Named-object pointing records
## start
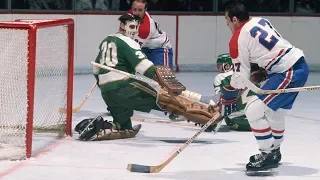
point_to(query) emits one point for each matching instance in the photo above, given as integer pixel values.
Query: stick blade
(139, 168)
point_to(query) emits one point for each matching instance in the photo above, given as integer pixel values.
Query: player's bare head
(236, 14)
(129, 24)
(139, 7)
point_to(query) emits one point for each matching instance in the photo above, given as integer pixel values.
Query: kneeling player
(123, 95)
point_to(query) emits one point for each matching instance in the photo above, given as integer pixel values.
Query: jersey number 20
(109, 54)
(268, 43)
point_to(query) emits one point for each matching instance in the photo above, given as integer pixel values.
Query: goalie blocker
(168, 98)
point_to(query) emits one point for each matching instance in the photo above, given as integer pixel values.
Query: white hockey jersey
(150, 35)
(257, 41)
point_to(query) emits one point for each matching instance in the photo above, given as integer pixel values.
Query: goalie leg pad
(193, 111)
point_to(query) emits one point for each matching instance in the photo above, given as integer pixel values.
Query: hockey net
(36, 76)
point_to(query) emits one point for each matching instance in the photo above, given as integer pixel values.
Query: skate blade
(268, 172)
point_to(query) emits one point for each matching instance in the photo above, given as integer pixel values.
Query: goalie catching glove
(169, 99)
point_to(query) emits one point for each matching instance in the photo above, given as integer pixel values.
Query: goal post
(36, 76)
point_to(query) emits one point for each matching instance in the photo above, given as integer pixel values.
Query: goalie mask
(130, 24)
(224, 63)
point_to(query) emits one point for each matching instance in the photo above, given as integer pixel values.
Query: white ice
(220, 157)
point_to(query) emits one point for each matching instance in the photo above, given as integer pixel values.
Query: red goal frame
(32, 25)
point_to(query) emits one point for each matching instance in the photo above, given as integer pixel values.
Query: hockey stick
(77, 109)
(155, 169)
(156, 121)
(151, 82)
(257, 90)
(144, 79)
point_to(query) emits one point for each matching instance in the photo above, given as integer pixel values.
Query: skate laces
(259, 158)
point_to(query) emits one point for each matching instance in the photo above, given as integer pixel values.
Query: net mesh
(50, 91)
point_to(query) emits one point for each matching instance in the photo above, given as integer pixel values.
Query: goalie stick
(77, 109)
(155, 169)
(257, 90)
(147, 80)
(144, 79)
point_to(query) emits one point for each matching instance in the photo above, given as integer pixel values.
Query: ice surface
(221, 156)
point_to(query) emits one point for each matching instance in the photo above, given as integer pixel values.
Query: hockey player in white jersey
(154, 42)
(255, 40)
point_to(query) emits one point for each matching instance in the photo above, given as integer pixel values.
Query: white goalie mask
(131, 28)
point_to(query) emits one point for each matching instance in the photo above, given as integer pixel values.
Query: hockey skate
(97, 129)
(263, 164)
(255, 157)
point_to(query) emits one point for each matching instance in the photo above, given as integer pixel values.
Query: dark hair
(142, 1)
(128, 17)
(238, 10)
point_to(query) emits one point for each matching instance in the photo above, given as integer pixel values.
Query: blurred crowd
(265, 6)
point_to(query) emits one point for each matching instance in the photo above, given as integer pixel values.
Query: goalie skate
(96, 129)
(267, 172)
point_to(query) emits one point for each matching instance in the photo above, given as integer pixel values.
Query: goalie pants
(160, 56)
(123, 101)
(266, 113)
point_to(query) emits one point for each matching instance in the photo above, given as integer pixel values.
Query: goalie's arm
(138, 60)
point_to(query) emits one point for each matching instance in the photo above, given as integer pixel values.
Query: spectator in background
(119, 5)
(157, 5)
(50, 4)
(92, 5)
(304, 6)
(3, 4)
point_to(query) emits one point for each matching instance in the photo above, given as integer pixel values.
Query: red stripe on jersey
(233, 43)
(283, 85)
(274, 58)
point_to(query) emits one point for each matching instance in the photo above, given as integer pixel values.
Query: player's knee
(275, 116)
(255, 109)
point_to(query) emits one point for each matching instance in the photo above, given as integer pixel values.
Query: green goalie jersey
(236, 120)
(122, 53)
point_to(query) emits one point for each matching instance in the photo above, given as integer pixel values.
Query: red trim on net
(70, 78)
(32, 28)
(32, 38)
(177, 44)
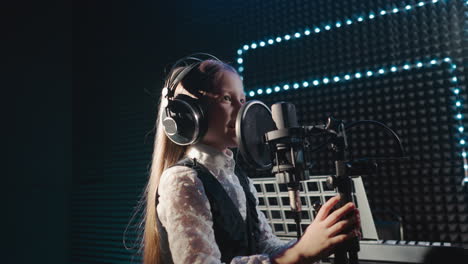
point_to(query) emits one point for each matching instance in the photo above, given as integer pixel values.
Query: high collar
(212, 158)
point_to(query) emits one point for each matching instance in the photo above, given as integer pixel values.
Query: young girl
(204, 209)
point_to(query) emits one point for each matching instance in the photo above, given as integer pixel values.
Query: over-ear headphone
(184, 118)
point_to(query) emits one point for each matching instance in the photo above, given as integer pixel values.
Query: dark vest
(234, 236)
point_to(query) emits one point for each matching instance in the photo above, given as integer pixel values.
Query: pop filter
(253, 122)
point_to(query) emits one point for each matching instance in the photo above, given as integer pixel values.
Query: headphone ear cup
(184, 120)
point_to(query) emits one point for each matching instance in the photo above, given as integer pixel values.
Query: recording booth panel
(274, 203)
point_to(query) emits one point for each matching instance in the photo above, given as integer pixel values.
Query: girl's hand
(326, 231)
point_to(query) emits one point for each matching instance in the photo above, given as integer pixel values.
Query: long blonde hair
(166, 153)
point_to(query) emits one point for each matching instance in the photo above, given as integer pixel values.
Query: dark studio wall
(120, 50)
(37, 131)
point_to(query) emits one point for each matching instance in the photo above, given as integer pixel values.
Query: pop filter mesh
(253, 121)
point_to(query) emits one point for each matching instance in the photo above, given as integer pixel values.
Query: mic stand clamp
(347, 252)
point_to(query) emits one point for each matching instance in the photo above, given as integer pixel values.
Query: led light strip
(358, 75)
(327, 27)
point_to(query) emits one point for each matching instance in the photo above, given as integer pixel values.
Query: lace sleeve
(184, 210)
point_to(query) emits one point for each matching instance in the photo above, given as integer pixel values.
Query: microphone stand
(347, 252)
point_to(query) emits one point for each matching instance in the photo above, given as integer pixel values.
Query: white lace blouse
(184, 210)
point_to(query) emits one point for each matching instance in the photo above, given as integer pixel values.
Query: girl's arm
(185, 212)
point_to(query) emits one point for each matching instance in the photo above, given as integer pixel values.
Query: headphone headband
(184, 118)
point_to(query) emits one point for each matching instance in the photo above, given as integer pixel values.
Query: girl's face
(225, 104)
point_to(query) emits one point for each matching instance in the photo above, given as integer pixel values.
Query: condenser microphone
(288, 146)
## end
Instructions to follow: The entries above are to be returned exactly, without their pictures.

Solved exercise:
point_to(query) emits one point for each matching instance in the photo above, given as integer pixel values.
Query: stick blade
(139, 168)
point_to(query) emits one point for each matching instance in the photo above, given as integer pixel values.
Query: player's bare head
(236, 14)
(129, 24)
(139, 7)
point_to(query) emits one point for each matching instance in the photo above, given as integer pixel values.
Query: kneeling player
(123, 95)
point_to(query) emits one point for each matching instance in the photo above, given as integer pixel values.
Query: jersey number 20
(109, 54)
(268, 43)
point_to(query) emits one point for each matching instance in the photo above, given as integer pixel values.
Query: goalie blocker
(168, 98)
point_to(query) emits one point for each matching instance in the photo above, given as integer pixel values.
Query: white hockey jersey
(150, 35)
(257, 41)
point_to(query) emits one point for each matching instance in the photo above, given as integer pixel values.
Query: goalie leg pad
(193, 111)
point_to(query) emits one point for each matching instance in the photo above, given as integer pixel values.
Query: hockey net
(36, 76)
point_to(query) emits one point for each matching instance in the photo above, given as integer pixel values.
Query: skate blade
(268, 172)
point_to(query) emits one point for each matching instance in the photo above, given as integer pixel values.
Query: goalie catching glove
(169, 99)
point_to(query) emits one point for each matching instance in the photo above, given as integer pixel values.
Query: goal post
(36, 76)
point_to(query) emits one point for each matching instance in the photo above, given as integer pixel values.
Query: goalie mask
(130, 24)
(224, 63)
point_to(query) emits one point for each matching instance in the photo above, given as integer pixel values.
Query: white ice
(220, 157)
point_to(query) emits one point for each matching instance in the photo above, given as integer pixel values.
Query: red goal frame
(32, 25)
point_to(query) emits one point for each matching instance in the photo above, given as integer pixel values.
Query: hockey stick
(77, 109)
(155, 169)
(156, 121)
(151, 82)
(257, 90)
(144, 79)
point_to(query) emits one point for each matching instance in the photo above, given as integer pixel values.
Query: skate laces
(259, 158)
point_to(query) emits one point for each matching instance in the photo above, given as integer pixel values.
Query: net mesh
(50, 91)
point_to(query) emits one point for each matching instance in the photo above, given as integer pixel values.
Query: goalie stick
(77, 109)
(155, 169)
(257, 90)
(147, 80)
(144, 79)
point_to(query) emits one point for each matching instance in the photo above, given as integer pixel values.
Query: ice surface
(221, 156)
point_to(query) emits one point for each matching instance in the photo above, given as integer pixel values.
Query: hockey player in white jersey
(154, 42)
(255, 40)
point_to(query) emits one point for each matching instance in the photo above, given as integer pixel values.
Query: white goalie mask
(131, 28)
point_to(query) emits one point for each matching instance in the photo above, given as integer pixel values.
Query: hockey skate
(97, 129)
(263, 164)
(255, 157)
point_to(query) emits one point for each matching instance in the photo above, given as integer pixel values.
Query: dark hair
(142, 1)
(128, 17)
(238, 10)
point_to(query) emits one point for each matching instance in the photo above, given as integer pixel values.
Query: blurred crowd
(265, 6)
point_to(query) emits one point for each matching instance in the photo above, given as integer pixel values.
Query: goalie skate
(96, 129)
(267, 172)
point_to(query) emits one point for each matching instance in the photo above, given as integer pixel values.
Query: goalie pants
(160, 56)
(123, 101)
(266, 113)
point_to(query) emits one point for each matching instance in the photo above, given as integer pixel values.
Query: goalie's arm
(138, 60)
point_to(query) emits one point for each matching instance in the photo above, given as integer pixel values.
Query: spectator in background
(119, 5)
(157, 5)
(50, 4)
(92, 5)
(304, 6)
(3, 4)
point_to(query) emits one point for each matching instance in the photo above, given as integer pixel values.
Query: red stripe on jersey
(233, 43)
(283, 85)
(274, 58)
point_to(query) emits one point for each matching instance in the photo above, given as integer pixel values.
Query: player's knee
(275, 116)
(255, 109)
point_to(query) emits one point for each matching instance in the photo above, given as integer pixel values.
Query: green goalie jersey
(236, 120)
(122, 53)
point_to(query) emits one point for each matching instance in the photo above, given as integer pixel values.
Query: red trim on net
(70, 78)
(32, 28)
(32, 38)
(177, 44)
point_to(query) emits one point for each matching instance in the photo above, given as integer pixel values.
Query: high collar
(212, 158)
point_to(query) emits one point for each matching instance in the photo above, given as integer pixel values.
Query: young girl
(204, 209)
point_to(query) emits one point for each matching instance in the photo above, given as integer pixel values.
Query: over-ear headphone
(184, 118)
point_to(query) emits one point for each matching instance in the photo above, given as integer pixel values.
Query: dark vest
(234, 236)
point_to(query) emits one point for each matching instance in the photo above, given as integer pixel values.
Query: pop filter
(253, 122)
point_to(query) emits one point for each matching instance in the photo above, given as integer pixel values.
Query: headphone ear cup
(184, 120)
point_to(query) emits one point for each matching instance in the photo above, given as integer pixel values.
Query: recording booth panel
(274, 203)
point_to(query) emits one point for each matching instance in the photo above, given as integer pixel values.
Query: girl's hand
(326, 231)
point_to(query) emits one point for each matching instance in the photo above, given as integer pixel values.
Query: long blonde hair
(166, 153)
point_to(query) emits one point for each matching instance in the photo above, given as integer pixel values.
Query: dark studio wall
(120, 50)
(37, 131)
point_to(query) emits one point for each matching instance in the photo above, given as integer pixel values.
Query: pop filter mesh
(253, 121)
point_to(query) emits one point for each matching instance in the photo above, given as integer pixel values.
Query: mic stand clamp
(347, 252)
point_to(query) emits one point for each matching instance in the photo above, given as integer pixel values.
Query: led light strip
(358, 75)
(327, 27)
point_to(query) emits one point for each matching instance in the photo above, given as integer pixel values.
Query: lace sleeve
(184, 210)
point_to(query) emits one point for each matching instance in the photo above, given as integer pixel values.
Query: microphone stand
(347, 252)
point_to(query) emits one point for each matching instance in the photo above, given as integer pixel values.
Query: white lace blouse
(184, 210)
point_to(query) emits one point for each matching instance in the photo above, given as integer pixel values.
Query: girl's arm
(185, 212)
point_to(query) emits one point for each matching instance in the photo above, given as integer pixel values.
Query: headphone headband
(184, 118)
point_to(query) emits one point for each matching instance in the photo above, given as integer pixel values.
Query: girl's face
(225, 104)
point_to(query) emits one point for each matching instance in the photo above, given as integer pixel values.
Query: condenser microphone
(288, 146)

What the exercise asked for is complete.